**Object position labeling entries**.
============

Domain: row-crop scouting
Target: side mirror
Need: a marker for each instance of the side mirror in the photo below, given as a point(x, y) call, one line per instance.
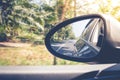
point(81, 39)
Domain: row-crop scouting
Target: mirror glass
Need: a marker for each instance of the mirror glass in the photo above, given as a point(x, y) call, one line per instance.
point(82, 39)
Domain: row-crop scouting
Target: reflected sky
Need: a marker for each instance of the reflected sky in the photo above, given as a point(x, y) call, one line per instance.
point(79, 26)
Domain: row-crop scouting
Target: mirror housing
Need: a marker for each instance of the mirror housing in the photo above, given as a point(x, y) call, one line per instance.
point(108, 52)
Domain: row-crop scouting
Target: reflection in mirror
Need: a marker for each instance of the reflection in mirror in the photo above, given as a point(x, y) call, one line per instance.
point(78, 38)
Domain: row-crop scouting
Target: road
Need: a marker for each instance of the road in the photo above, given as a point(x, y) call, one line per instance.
point(66, 47)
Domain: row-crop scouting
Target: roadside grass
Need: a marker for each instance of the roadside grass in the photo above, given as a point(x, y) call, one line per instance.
point(30, 55)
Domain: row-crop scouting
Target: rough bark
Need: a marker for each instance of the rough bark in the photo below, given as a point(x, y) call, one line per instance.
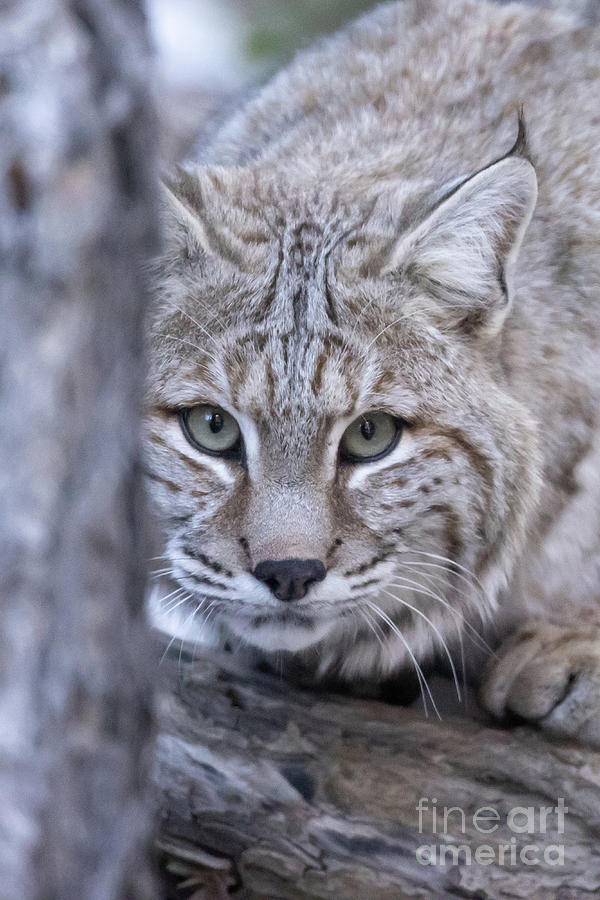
point(77, 176)
point(277, 792)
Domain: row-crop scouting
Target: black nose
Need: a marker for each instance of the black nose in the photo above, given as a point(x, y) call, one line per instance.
point(289, 579)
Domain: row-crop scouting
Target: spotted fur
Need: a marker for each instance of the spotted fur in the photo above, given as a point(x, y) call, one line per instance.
point(364, 234)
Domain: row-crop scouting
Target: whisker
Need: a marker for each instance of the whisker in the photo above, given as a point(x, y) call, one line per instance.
point(378, 611)
point(420, 589)
point(451, 564)
point(437, 632)
point(172, 337)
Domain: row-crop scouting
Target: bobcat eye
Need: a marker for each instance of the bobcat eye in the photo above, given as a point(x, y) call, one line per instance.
point(370, 437)
point(211, 430)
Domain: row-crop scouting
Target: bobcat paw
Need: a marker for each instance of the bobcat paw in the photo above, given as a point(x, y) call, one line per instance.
point(549, 676)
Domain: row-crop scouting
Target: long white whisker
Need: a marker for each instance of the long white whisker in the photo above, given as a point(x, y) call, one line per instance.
point(378, 611)
point(451, 565)
point(437, 632)
point(421, 589)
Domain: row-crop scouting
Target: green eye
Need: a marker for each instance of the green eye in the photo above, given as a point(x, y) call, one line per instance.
point(211, 430)
point(370, 437)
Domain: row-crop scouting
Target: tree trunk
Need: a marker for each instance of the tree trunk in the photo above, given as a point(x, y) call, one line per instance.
point(77, 215)
point(276, 792)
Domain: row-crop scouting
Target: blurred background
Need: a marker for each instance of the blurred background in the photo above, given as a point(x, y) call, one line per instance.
point(209, 51)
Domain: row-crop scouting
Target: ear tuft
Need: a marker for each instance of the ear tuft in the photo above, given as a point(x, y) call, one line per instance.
point(464, 251)
point(184, 232)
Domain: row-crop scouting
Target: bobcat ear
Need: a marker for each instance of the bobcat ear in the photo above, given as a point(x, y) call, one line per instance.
point(183, 230)
point(464, 251)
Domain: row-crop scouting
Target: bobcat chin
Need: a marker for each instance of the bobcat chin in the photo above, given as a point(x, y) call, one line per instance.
point(372, 424)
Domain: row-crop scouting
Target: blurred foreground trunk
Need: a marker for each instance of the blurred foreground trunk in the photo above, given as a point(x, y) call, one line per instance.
point(268, 791)
point(77, 174)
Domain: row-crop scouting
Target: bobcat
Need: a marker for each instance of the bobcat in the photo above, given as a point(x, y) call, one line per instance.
point(373, 409)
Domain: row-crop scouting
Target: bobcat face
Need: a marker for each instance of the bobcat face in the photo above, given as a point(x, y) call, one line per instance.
point(329, 444)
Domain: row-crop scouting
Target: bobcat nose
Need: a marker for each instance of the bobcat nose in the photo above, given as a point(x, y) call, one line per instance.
point(290, 579)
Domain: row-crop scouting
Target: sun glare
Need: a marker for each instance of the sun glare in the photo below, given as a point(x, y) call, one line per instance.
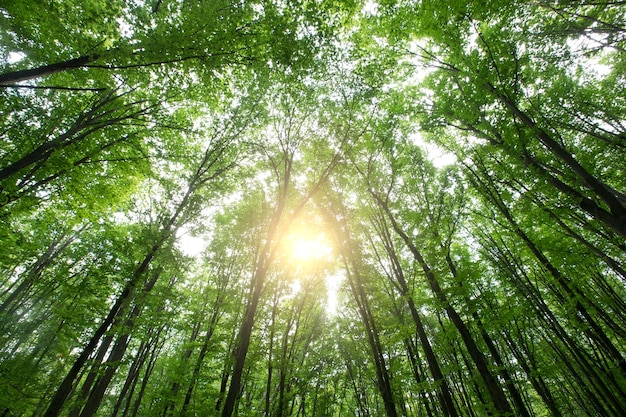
point(305, 246)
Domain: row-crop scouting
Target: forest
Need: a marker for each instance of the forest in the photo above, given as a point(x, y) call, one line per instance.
point(312, 208)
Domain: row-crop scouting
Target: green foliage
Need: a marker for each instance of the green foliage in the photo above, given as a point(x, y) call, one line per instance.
point(160, 161)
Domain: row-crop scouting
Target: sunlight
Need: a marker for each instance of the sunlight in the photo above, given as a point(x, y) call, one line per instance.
point(307, 246)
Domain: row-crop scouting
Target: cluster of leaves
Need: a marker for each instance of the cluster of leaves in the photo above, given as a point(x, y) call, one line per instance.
point(492, 285)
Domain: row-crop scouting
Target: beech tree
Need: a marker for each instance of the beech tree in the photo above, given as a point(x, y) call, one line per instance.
point(330, 208)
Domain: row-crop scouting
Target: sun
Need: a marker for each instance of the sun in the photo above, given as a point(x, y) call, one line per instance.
point(307, 246)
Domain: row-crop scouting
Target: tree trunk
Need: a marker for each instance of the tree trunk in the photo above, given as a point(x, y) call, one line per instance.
point(9, 78)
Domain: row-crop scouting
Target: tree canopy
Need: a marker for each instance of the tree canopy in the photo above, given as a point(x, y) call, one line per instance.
point(312, 208)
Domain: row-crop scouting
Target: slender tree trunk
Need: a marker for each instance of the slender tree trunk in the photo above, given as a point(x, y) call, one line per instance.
point(9, 78)
point(498, 397)
point(443, 392)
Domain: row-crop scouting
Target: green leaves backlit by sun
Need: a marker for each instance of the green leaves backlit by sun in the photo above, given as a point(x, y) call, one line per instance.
point(307, 247)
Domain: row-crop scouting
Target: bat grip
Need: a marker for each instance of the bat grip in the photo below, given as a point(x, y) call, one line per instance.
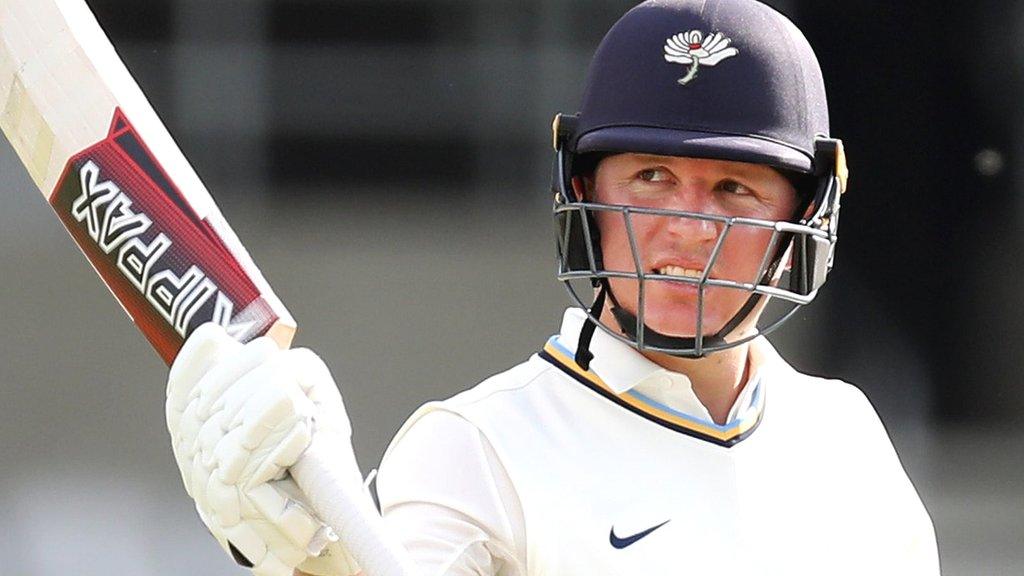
point(341, 503)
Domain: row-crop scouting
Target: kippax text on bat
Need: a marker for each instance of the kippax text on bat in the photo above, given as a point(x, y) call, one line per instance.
point(114, 225)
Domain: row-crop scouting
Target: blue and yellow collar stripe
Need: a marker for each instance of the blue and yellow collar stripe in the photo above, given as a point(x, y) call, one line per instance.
point(726, 435)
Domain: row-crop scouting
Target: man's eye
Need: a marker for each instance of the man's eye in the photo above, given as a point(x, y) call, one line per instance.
point(652, 175)
point(732, 187)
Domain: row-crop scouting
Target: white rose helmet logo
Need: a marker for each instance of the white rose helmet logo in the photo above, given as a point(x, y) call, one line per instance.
point(693, 49)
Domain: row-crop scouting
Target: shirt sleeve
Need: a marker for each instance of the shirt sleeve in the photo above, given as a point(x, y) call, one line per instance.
point(921, 556)
point(450, 501)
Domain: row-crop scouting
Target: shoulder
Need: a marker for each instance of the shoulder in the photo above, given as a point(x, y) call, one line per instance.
point(451, 428)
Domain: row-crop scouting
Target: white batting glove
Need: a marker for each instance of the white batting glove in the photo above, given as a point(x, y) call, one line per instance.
point(239, 416)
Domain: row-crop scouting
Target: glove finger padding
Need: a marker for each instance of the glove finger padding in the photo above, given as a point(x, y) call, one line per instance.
point(315, 380)
point(239, 417)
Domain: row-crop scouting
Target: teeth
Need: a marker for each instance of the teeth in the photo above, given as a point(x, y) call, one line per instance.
point(681, 272)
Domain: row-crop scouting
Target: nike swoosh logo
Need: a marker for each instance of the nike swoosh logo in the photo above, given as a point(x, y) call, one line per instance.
point(621, 543)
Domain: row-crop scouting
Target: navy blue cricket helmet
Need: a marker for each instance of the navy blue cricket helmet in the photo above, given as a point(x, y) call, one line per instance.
point(719, 79)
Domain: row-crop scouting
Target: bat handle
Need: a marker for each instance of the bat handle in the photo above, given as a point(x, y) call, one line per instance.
point(341, 503)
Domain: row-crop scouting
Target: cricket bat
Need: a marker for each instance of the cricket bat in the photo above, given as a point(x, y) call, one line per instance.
point(134, 206)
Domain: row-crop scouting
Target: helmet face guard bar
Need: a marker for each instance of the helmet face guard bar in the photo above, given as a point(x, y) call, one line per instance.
point(809, 242)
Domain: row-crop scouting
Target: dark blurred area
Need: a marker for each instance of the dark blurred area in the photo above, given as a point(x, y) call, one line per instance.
point(450, 101)
point(387, 164)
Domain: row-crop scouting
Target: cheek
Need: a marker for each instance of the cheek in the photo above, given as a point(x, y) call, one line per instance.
point(742, 253)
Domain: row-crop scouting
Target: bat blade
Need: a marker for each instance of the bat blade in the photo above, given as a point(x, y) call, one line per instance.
point(133, 204)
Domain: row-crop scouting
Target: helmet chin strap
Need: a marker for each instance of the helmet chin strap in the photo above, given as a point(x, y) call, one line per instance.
point(584, 356)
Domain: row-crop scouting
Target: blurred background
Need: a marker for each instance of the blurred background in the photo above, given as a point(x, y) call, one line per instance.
point(386, 163)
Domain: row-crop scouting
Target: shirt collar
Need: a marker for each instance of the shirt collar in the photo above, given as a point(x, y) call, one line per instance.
point(624, 369)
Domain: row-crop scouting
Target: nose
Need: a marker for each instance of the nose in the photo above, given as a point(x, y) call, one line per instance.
point(691, 229)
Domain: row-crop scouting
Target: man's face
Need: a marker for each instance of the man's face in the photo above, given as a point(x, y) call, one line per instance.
point(679, 246)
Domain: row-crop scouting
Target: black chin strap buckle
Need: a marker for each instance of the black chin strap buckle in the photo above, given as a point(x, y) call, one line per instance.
point(584, 356)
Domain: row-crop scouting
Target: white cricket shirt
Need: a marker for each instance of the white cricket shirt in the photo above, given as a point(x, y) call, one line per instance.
point(547, 468)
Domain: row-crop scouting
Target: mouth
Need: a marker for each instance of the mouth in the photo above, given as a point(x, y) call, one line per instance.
point(679, 272)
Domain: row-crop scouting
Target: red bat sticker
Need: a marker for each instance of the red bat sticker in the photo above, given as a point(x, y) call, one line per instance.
point(169, 270)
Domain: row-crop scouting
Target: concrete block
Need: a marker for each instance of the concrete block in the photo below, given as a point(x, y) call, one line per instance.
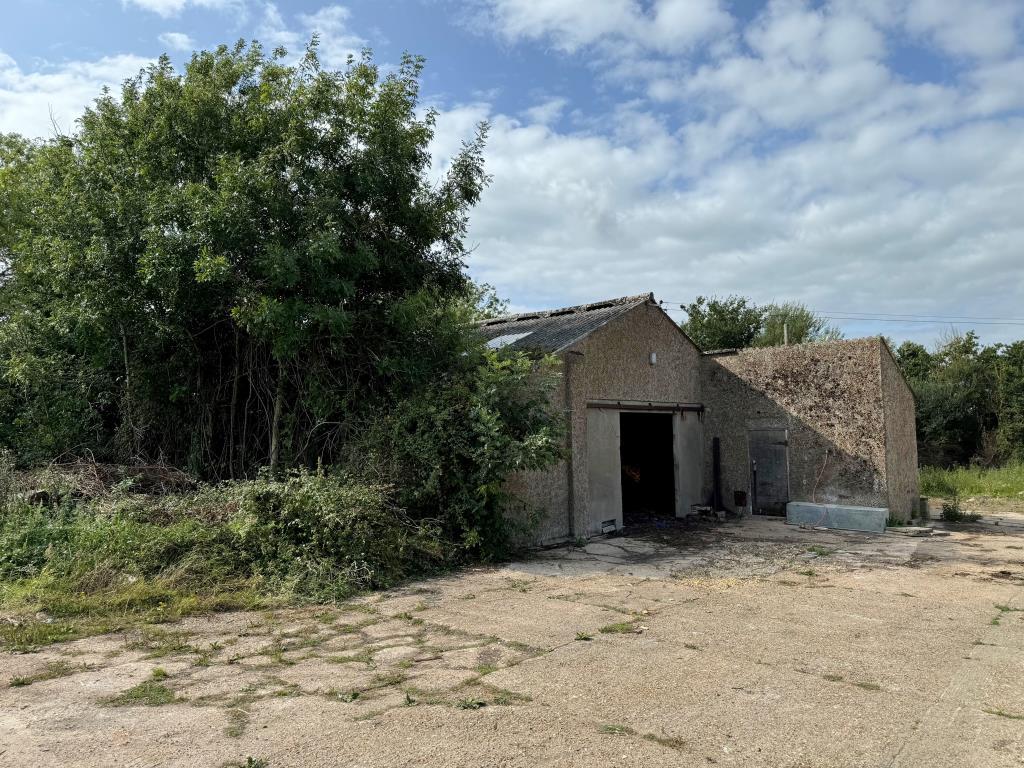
point(871, 519)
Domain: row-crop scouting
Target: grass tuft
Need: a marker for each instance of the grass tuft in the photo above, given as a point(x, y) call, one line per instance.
point(1001, 482)
point(1003, 714)
point(52, 671)
point(621, 628)
point(147, 693)
point(612, 729)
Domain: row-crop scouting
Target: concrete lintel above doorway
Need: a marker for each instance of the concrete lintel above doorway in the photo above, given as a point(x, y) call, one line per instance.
point(645, 406)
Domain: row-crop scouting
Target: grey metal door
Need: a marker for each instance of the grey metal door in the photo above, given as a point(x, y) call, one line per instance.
point(688, 454)
point(769, 471)
point(604, 471)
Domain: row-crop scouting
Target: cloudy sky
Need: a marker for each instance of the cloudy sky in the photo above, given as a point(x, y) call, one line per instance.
point(864, 157)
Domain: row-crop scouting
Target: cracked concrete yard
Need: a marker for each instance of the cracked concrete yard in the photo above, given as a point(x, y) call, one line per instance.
point(749, 643)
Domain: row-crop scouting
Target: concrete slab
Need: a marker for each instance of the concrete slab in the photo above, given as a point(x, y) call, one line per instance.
point(871, 519)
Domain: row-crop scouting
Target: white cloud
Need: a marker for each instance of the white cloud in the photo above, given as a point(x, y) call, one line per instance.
point(36, 103)
point(337, 40)
point(570, 25)
point(798, 165)
point(168, 8)
point(982, 29)
point(177, 41)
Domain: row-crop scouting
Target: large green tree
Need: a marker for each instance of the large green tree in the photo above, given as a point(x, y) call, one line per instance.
point(722, 323)
point(231, 265)
point(793, 323)
point(736, 323)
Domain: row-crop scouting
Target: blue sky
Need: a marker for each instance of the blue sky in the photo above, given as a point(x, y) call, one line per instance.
point(860, 156)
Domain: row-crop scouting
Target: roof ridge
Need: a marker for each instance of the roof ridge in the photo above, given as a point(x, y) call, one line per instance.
point(577, 309)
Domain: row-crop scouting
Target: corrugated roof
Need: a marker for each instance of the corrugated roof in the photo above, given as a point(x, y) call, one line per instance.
point(553, 330)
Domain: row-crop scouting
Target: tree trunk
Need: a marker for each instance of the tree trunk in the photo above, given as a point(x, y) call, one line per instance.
point(235, 407)
point(279, 407)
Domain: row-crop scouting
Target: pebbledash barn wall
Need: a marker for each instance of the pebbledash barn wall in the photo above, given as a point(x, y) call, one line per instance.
point(842, 409)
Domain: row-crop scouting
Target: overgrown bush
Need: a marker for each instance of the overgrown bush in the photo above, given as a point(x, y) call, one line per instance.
point(135, 557)
point(450, 449)
point(1004, 482)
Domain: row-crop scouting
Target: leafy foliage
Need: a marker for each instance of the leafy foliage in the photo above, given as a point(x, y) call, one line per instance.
point(736, 323)
point(795, 323)
point(133, 557)
point(730, 323)
point(230, 266)
point(452, 446)
point(970, 400)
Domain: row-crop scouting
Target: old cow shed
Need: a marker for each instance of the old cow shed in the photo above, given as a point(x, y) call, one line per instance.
point(657, 428)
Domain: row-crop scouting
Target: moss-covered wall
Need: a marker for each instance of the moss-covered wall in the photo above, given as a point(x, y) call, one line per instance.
point(901, 439)
point(827, 395)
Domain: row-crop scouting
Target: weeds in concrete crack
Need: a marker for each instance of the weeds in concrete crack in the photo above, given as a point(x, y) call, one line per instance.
point(1003, 714)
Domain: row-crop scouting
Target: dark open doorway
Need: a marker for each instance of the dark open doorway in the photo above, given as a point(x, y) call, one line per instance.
point(648, 466)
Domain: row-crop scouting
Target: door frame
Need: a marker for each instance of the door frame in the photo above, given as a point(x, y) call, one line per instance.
point(681, 413)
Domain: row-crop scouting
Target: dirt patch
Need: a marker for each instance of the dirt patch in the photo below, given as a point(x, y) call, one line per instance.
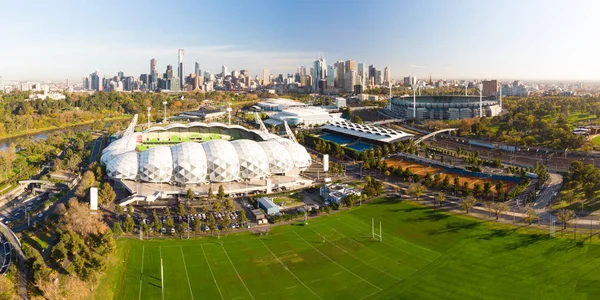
point(422, 169)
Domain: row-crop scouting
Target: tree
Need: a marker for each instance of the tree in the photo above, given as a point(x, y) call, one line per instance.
point(531, 215)
point(226, 221)
point(145, 229)
point(117, 230)
point(181, 228)
point(118, 210)
point(59, 252)
point(221, 193)
point(467, 203)
point(196, 224)
point(129, 224)
point(565, 216)
point(229, 206)
point(498, 208)
point(212, 223)
point(217, 206)
point(441, 197)
point(181, 209)
point(106, 194)
point(416, 190)
point(169, 223)
point(210, 194)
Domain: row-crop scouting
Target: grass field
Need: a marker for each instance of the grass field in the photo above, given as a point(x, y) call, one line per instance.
point(421, 169)
point(424, 255)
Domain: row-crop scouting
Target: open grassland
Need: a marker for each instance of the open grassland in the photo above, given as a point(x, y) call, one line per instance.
point(425, 254)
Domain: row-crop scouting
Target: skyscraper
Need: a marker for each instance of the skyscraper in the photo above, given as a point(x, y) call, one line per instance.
point(339, 74)
point(223, 71)
point(387, 75)
point(180, 71)
point(319, 72)
point(266, 79)
point(153, 84)
point(350, 65)
point(197, 70)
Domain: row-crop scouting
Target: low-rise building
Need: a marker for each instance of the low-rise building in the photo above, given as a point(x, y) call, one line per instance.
point(267, 205)
point(336, 192)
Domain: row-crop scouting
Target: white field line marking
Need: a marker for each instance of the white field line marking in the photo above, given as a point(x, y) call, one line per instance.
point(186, 274)
point(211, 273)
point(354, 256)
point(402, 240)
point(379, 254)
point(236, 272)
point(335, 262)
point(141, 273)
point(289, 271)
point(396, 247)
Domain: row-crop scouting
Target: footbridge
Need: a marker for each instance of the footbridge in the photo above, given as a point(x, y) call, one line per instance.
point(433, 134)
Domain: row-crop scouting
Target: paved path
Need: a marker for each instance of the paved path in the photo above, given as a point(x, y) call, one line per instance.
point(23, 270)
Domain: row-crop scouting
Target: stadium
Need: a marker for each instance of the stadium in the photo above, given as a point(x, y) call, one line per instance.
point(198, 154)
point(443, 107)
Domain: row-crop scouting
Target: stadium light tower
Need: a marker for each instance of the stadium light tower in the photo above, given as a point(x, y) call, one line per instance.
point(414, 87)
point(480, 86)
point(149, 116)
point(229, 113)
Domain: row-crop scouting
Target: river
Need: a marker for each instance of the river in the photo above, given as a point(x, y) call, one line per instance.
point(40, 136)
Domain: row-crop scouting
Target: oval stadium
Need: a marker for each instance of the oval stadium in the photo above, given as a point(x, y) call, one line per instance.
point(199, 154)
point(443, 107)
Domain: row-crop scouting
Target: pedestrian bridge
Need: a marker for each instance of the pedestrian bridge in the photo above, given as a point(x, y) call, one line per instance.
point(433, 134)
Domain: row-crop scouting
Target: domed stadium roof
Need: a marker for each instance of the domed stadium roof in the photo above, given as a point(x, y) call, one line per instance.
point(216, 160)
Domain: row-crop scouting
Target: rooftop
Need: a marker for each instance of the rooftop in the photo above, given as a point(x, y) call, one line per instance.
point(368, 132)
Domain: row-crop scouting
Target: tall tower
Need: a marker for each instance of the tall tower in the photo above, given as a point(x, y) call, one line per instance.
point(180, 70)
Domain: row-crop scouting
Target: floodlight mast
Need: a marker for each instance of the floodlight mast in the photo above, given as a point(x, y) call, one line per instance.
point(149, 116)
point(480, 86)
point(414, 86)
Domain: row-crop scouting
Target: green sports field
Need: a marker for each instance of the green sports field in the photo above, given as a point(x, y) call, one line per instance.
point(424, 255)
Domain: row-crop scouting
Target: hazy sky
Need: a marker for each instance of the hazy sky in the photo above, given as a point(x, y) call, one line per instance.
point(526, 39)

============

**EXERCISE TASK**.
Collect each line from the rows above that contains the string "path" and copy those lines unchanged.

**TASK OUTPUT**.
Target: paved path
Need: a marker for each instance of the paved path in the photo above, given as a point(x, y) call, one line per instance.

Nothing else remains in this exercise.